* **SELECTED EXTRACT**
--------------------------------
A valid, unambiguous written contract may be modified, supplemented or superseded by a subsequent written or parol contract based on a valuable consideration. State ex rel. Coral Pools, Inc. v. Knapp, W.Va., pt. 2 syl., 131 S.E.2d 81; Consolidation Coal Company v. Mineral Coal Company, W.Va., pt. 1 syl., 126 S.E.2d 194; Wyckoff v. Painter, 145 W.Va. 310, 315, 115 S.E.2d 80, 84; Bischoff v. Francesa, 133 W.Va. 474, pt. 4 syl., 56 S.E.2d 865; Fox v. Starbuck, 117 W.Va. 736, pt. 1 syl., 188 S.E. 116; Summit Coal Co. v. Raleigh Smokeless Fuel Co., 99 W.Va. 11, pt. 2 syl., 128 S.E. 298; Corns-Thomas Engineering & Construction Co. v. McDowell County Court, 92 W.Va. 368, 381, 115 S.E. 462, 467. Even if we were to assume that Hull and Dils Motor Company regarded the conditional sales contract as a genuine contract, binding upon them, it is obvious that the effect of the new contract executed by them would have been to modify or supersede the prior contract insofar as it related to them.
--------------------------------
* **RECORDS**
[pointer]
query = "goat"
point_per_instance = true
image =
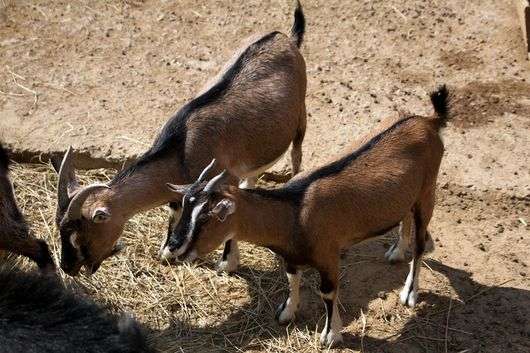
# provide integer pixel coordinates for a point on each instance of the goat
(38, 314)
(309, 220)
(246, 120)
(15, 235)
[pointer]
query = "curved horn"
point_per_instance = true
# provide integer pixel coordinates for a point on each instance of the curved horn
(179, 189)
(204, 173)
(74, 208)
(215, 182)
(68, 184)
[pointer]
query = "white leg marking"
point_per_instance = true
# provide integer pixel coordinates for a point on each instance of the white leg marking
(397, 251)
(409, 293)
(232, 260)
(248, 183)
(289, 308)
(331, 334)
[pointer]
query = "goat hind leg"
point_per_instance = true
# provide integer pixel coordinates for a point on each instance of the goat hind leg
(329, 286)
(398, 251)
(287, 310)
(422, 215)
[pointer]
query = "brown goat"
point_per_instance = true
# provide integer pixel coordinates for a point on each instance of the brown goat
(246, 120)
(390, 178)
(15, 236)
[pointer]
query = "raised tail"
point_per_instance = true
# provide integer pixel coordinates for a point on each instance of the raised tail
(441, 102)
(298, 28)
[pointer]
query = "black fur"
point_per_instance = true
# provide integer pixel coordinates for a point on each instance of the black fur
(4, 158)
(172, 138)
(38, 314)
(298, 29)
(294, 190)
(440, 101)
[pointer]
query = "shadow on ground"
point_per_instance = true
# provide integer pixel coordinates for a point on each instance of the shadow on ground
(501, 312)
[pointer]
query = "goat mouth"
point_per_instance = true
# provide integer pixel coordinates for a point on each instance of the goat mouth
(187, 256)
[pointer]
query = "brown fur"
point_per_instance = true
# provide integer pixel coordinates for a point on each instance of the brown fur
(250, 126)
(311, 219)
(15, 236)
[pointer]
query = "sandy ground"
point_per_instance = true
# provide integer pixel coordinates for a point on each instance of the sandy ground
(103, 77)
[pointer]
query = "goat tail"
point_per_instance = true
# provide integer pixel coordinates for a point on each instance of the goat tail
(298, 28)
(441, 100)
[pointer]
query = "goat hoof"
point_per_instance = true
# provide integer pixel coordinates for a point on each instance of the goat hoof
(331, 338)
(408, 298)
(284, 314)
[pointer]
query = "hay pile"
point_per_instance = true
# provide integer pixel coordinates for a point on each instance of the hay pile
(186, 308)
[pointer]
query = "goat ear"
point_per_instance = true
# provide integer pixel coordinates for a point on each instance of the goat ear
(223, 209)
(100, 215)
(178, 189)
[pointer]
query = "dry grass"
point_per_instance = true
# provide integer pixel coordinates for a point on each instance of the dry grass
(195, 309)
(187, 308)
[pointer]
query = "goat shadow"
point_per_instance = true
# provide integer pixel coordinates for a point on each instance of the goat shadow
(490, 318)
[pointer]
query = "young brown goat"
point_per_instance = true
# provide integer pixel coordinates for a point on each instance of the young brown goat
(246, 119)
(308, 221)
(15, 236)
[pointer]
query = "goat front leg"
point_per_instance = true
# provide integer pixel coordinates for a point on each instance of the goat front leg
(398, 251)
(329, 287)
(287, 310)
(229, 261)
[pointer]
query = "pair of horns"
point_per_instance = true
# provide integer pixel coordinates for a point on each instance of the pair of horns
(71, 196)
(211, 186)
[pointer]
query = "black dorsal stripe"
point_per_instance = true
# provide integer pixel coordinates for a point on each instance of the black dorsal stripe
(294, 190)
(172, 137)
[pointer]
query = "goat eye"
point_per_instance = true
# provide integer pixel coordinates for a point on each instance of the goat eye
(203, 217)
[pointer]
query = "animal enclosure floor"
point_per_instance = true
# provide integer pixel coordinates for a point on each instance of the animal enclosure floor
(104, 76)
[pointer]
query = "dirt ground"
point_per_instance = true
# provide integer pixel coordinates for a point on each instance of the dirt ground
(104, 76)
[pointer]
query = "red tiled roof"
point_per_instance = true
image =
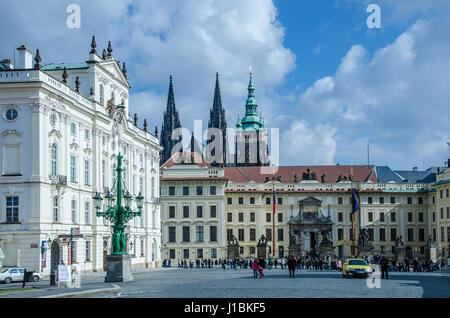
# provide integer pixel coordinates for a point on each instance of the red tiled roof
--------------------------------
* **WHAT IS EXPECTED**
Copy out the passage above on modifying written contracts, word for word and in full.

* **SOLUTION**
A valid, unambiguous written contract may be modified, supplemented or superseded by a subsequent written or parol contract based on a valuable consideration. State ex rel. Coral Pools, Inc. v. Knapp, W.Va., pt. 2 syl., 131 S.E.2d 81; Consolidation Coal Company v. Mineral Coal Company, W.Va., pt. 1 syl., 126 S.E.2d 194; Wyckoff v. Painter, 145 W.Va. 310, 315, 115 S.E.2d 80, 84; Bischoff v. Francesa, 133 W.Va. 474, pt. 4 syl., 56 S.E.2d 865; Fox v. Starbuck, 117 W.Va. 736, pt. 1 syl., 188 S.E. 116; Summit Coal Co. v. Raleigh Smokeless Fuel Co., 99 W.Va. 11, pt. 2 syl., 128 S.E. 298; Corns-Thomas Engineering & Construction Co. v. McDowell County Court, 92 W.Va. 368, 381, 115 S.E. 462, 467. Even if we were to assume that Hull and Dils Motor Company regarded the conditional sales contract as a genuine contract, binding upon them, it is obvious that the effect of the new contract executed by them would have been to modify or supersede the prior contract insofar as it related to them.